(SOURCE DOCUMENT Opens)
Search code examples
regexstringperlletters

finding certain letter sequences in a string of letters


I have a string of letters and I need to find certain letter sequences ex. BAENNN (N can be any letter of the alphabet) or BAEMOP and the position where that letter sequence ends. So output should be the sequence and the position it ends. There can be multiple letter sequences in the string of letters, just in different positions.

This is what I have so far:

#!/usr/bin/perl
use warnings;
use strict;
use diagnostics;

my $string = a long string of letters
if $string =~ m/regex/; {
    print the repeat and the position where that letter sequence ends. 

what would be the regular expression code that I would need to put in? I would think it would be

m/(BAE[A-Z][A-Z][A-Z] | BAEMOP)/;
   print $1 

and then something to do with the pos() function. but i only get one value.

thank you guys for the help!!


Solution

  • if only runs once. You need a loop if you want to match multiple times. Also, you need to add the /g modifier to start the next match where the previous one left.

    Also note that BAEMOP is matched by BAENNN, so it's not needed in the regex.

    Your idea is right, but the syntax is wrong. Conditions need parentheses (unless in postfix modifiers), whitespace around | is not ignored by regex unless you use the /x modifier.

    #!/usr/bin/perl
    use strict;
    use warnings;
    use feature qw{ say };
    
    #                      1         2
    #             12345678901234567890123456789
    my $string = 'AAABBBCCCDDDEEEBAEZZZXBAEABCZ';
    
    while ($string =~ /(BAE[A-Z]{3})/g) {
        say $1, ' at ', pos $string;
    }
    

    Output:

    BAEZZZ at 21
    BAEABC at 28
    

    If the sequences you're looking for can overlap, you'll need look-around assertions. See perlre for details.
(SOURCE DOCUMENT Closes)
(MATERIAL SHOWN Opens)
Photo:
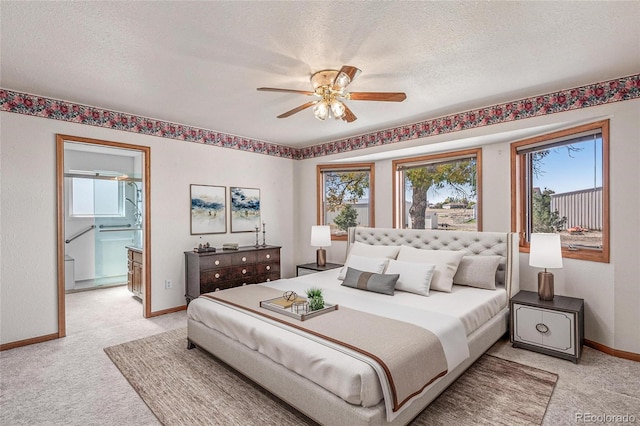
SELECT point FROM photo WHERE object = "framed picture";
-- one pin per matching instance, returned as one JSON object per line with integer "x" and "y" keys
{"x": 245, "y": 209}
{"x": 208, "y": 209}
(MATERIAL SHOWN Closes)
▸ INSTRUCTIONS TO FOLLOW
In the Perl letter-sequence thread, which regex modifier makes each new match begin where the previous one ended?

▸ PROBLEM SOLUTION
The /g modifier.